▶ [TASK SET]:
- 1) Return the part of the malaria news article below, word for word, starting with "Stella, continuing her" and going on through "to attract mosquitoes.".
- 2) In the malaria news article below, what two reasons does the midwife give for mosquitoes being drawn more to pregnant women?

▶ [READING PASSAGE]:
━━━

Health News of Friday, 30 April 2021

Source: etvghana.com

Health expert educates on why certain groups of people are prone to malaria

According to the medical expert, Children under five years have weak immune system According to the medical expert, Children under five years have weak immune system

Registered midwife and television personality, Stella Agyei, has provided insight on the categories of people who are usually prone to malaria and have a higher risk of losing their lives when they are infected.

First outlining the various groups of people who are very prone to the malaria infection and more often than not cannot fight it, she stated, “Children under five years have weak immune system.

Their immune system, when they are around that age, is still developing so it cannot fight against malaria infection. Also, the aged have a weak immune system so they cannot fight against malaria infection”.

According to the medical expert, the situation is no different with pregnant women although there are other factors that come to play in their case. She added that the final group of people whose immune systems are usually not strong enough to fight malaria is people with Hemoglobin AA.

This was during an interview with Mrs. Eunice Tornyi on eTV Ghana’s African Women’s Voices show.

Explaining how malaria infects people with Hemoglobin AA, she said, “It is believed that when you’re bitten by a mosquito, the parasite goes directly into the liver, stays there and reproduces itself. When it reproduces itself, there’s an outbreak of the parasite into your blood stream and that is when you start experiencing the side effects of malaria”.

Furthering on this, she educated that when the malaria parasite reproduces and gets into the blood stream, it targets the red blood cells and destroys them, and “This is when you experience all the side-effects of malaria. That is the headaches, the chills, feverishness, and some people also experience joint pains and general body weakness”.

Stella, continuing her education on how or why pregnant women are also prone to the malaria infection, revealed that pregnant women happen to breathe out more carbon di-oxide than the usual and this tends to attract mosquitoes.

“They also have a higher temperature so when a pregnant woman is sitting close to a non-pregnant woman, mosquitoes will be attracted more to the pregnant woman than the non-pregnant woman”, the midwife further intimated.

Stella Agyei however encouraged that the World Health Organization has set up measures to aid in curbing the outbreak of malaria and these include the introduction of insecticide mosquito nets, as well as the administration of ‘SP’ also known as Prophylaxis intermittently to destroy the parasite that harbors within the placenta.

━━━

▶ [INFORMATION]:
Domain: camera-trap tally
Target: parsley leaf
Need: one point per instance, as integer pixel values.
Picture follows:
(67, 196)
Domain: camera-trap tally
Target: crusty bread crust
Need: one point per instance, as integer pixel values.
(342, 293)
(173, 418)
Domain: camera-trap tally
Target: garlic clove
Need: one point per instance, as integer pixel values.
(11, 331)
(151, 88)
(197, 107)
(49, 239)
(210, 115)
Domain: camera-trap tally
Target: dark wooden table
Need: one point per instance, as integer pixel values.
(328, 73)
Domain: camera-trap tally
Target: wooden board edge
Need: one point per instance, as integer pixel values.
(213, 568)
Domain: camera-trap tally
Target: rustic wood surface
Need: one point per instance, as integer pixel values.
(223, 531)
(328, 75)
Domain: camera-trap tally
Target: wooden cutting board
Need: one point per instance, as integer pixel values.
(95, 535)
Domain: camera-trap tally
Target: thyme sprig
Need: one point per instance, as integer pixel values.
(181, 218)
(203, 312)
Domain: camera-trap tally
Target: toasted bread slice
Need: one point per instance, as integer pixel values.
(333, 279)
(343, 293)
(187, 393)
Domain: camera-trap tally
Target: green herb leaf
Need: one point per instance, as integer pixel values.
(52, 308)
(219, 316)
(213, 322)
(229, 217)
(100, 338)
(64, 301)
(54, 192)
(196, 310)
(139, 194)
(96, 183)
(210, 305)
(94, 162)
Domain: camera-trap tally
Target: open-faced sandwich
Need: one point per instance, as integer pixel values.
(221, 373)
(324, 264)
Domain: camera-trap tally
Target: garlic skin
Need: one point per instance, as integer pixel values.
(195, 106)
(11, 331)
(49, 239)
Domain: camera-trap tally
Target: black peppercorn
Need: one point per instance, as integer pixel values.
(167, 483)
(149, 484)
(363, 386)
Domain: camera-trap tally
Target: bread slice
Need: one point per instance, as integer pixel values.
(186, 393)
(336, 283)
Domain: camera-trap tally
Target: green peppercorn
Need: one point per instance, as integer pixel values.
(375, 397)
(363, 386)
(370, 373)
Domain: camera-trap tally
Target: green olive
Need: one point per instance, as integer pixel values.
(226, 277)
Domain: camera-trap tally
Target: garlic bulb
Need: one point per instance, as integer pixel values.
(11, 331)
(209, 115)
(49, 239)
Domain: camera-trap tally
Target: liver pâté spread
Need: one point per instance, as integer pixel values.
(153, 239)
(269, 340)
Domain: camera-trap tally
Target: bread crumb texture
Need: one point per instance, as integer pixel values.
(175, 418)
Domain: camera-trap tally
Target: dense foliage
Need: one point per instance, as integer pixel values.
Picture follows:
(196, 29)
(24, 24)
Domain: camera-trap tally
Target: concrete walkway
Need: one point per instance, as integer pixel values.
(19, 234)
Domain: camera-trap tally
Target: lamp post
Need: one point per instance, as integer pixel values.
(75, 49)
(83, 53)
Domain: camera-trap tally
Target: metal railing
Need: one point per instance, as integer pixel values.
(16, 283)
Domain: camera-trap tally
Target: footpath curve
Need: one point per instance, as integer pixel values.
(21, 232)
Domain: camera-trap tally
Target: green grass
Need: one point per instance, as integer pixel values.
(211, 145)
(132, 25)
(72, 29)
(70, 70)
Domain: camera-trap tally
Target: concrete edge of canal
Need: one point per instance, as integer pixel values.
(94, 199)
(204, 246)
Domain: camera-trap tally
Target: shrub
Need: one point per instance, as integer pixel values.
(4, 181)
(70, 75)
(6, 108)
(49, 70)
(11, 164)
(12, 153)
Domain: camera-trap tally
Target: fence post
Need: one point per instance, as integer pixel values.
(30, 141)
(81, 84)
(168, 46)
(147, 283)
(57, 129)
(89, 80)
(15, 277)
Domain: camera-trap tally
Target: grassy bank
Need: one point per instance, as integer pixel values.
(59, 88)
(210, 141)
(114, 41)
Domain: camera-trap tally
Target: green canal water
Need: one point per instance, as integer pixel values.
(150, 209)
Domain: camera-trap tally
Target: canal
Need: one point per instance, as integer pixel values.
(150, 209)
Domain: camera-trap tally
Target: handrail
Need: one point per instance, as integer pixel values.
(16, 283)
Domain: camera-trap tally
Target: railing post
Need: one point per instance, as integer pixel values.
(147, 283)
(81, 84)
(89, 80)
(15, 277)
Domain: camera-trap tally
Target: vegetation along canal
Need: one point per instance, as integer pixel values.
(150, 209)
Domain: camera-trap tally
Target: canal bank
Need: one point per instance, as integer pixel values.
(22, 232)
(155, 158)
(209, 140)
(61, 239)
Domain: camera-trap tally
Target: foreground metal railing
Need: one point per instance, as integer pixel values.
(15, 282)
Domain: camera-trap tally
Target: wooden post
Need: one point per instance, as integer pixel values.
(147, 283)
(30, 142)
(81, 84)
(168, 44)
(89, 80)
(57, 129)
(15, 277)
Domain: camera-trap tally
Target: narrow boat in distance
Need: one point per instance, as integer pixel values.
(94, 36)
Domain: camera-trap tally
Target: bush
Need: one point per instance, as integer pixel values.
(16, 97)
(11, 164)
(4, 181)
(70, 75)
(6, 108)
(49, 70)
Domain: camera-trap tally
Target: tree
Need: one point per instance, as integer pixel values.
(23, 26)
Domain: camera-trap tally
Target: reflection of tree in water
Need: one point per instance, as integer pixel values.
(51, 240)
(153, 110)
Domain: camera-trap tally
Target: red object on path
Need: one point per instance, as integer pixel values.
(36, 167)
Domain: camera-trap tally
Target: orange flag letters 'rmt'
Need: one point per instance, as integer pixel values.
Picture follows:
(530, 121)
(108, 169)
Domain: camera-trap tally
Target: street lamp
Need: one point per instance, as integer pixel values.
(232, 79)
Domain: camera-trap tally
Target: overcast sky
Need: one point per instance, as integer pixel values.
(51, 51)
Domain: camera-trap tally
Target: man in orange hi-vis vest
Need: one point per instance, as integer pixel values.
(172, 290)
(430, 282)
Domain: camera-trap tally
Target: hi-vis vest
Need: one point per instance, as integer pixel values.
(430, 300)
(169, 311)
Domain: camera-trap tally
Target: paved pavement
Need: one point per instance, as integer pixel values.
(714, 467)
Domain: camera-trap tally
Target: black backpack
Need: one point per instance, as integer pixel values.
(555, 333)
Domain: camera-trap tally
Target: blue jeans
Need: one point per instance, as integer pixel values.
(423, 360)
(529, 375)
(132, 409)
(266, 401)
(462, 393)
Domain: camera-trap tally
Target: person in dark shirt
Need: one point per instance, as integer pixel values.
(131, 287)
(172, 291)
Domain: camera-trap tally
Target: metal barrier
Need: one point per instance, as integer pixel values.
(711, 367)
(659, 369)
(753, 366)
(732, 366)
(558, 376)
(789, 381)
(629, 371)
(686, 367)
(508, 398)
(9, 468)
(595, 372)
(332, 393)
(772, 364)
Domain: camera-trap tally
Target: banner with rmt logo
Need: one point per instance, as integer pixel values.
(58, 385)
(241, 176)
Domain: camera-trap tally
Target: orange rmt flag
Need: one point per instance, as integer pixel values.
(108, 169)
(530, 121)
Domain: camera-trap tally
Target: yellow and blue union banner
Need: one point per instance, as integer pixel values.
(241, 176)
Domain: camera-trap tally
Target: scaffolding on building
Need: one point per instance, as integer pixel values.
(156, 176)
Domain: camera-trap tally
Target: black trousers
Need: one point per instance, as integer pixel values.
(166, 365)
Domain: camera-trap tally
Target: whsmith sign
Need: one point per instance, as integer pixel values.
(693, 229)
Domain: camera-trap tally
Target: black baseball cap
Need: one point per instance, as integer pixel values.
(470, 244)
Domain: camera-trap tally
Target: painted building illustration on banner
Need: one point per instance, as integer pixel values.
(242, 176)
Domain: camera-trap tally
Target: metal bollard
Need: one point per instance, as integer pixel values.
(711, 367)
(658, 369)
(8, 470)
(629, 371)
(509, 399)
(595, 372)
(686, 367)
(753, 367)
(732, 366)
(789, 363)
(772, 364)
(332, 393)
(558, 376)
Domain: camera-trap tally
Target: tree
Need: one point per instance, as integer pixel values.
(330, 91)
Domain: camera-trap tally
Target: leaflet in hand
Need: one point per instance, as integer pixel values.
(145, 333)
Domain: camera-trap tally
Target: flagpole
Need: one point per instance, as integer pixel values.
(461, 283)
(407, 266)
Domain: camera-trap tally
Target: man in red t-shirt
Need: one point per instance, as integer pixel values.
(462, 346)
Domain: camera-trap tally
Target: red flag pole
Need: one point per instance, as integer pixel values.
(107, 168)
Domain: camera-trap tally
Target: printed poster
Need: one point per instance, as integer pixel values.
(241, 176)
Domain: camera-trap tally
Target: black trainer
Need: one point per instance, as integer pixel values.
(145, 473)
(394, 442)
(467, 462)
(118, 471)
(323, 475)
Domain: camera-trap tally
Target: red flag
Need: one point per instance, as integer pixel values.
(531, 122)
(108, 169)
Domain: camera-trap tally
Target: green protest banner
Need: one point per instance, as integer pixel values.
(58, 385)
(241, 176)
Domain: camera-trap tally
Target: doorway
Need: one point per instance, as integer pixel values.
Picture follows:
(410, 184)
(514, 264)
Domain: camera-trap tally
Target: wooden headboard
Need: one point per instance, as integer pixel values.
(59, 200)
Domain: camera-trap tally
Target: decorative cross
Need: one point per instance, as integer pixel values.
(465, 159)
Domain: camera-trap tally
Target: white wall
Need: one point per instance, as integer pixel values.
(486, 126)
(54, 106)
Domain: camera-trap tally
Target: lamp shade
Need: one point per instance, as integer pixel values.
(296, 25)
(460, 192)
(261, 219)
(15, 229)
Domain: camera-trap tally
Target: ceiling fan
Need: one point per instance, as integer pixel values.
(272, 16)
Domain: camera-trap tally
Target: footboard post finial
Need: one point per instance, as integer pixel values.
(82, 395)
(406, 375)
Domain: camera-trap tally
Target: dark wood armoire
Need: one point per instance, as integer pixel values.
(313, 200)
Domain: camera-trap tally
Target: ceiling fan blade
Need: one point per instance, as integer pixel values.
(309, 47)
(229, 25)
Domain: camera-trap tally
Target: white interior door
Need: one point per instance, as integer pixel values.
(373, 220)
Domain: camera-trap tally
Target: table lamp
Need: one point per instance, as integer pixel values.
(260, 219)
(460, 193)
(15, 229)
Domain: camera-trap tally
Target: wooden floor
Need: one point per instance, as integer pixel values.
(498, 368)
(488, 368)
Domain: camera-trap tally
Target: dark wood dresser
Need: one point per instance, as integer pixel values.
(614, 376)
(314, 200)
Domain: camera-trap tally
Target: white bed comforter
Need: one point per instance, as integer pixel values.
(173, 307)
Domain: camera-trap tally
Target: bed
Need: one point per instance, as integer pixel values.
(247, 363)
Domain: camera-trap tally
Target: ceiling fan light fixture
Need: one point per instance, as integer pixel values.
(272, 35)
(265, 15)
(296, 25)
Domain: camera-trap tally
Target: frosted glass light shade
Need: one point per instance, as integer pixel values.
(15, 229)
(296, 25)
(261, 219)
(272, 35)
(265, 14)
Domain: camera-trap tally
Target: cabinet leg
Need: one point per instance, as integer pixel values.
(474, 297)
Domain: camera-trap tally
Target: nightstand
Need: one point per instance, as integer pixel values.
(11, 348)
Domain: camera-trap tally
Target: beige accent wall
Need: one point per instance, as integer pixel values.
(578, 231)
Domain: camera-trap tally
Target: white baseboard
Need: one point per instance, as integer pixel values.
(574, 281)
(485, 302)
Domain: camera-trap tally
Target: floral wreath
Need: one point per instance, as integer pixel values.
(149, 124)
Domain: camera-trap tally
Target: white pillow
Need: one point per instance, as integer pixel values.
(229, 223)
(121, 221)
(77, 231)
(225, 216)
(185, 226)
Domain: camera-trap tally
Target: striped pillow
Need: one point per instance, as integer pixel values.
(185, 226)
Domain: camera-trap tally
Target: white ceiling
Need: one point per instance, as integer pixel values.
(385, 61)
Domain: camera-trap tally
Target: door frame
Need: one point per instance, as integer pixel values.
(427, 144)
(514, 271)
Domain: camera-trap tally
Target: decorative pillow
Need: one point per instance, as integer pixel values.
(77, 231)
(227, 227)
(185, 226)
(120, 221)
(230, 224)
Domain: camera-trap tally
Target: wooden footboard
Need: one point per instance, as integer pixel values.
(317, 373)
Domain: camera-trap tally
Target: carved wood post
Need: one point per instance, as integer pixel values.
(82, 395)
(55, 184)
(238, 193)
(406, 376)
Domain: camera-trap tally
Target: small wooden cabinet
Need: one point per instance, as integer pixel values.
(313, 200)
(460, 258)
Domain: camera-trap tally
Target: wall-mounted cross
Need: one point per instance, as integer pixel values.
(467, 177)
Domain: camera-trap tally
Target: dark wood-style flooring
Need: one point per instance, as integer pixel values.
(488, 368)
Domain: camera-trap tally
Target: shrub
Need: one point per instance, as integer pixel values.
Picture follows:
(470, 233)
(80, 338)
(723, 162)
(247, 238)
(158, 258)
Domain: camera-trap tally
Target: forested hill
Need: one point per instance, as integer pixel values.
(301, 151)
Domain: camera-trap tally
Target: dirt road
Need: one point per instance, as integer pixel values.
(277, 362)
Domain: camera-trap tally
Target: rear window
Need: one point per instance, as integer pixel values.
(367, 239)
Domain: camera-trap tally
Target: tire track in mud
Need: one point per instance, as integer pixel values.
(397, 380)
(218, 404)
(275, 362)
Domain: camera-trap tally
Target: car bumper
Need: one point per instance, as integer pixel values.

━━━

▶ [EXPECTED OUTPUTS]:
- 1)
Stella, continuing her education on how or why pregnant women are also prone to the malaria infection, revealed that pregnant women happen to breathe out more carbon di-oxide than the usual and this tends to attract mosquitoes.

- 2) Pregnant women breathe out more carbon dioxide than usual and have a higher temperature.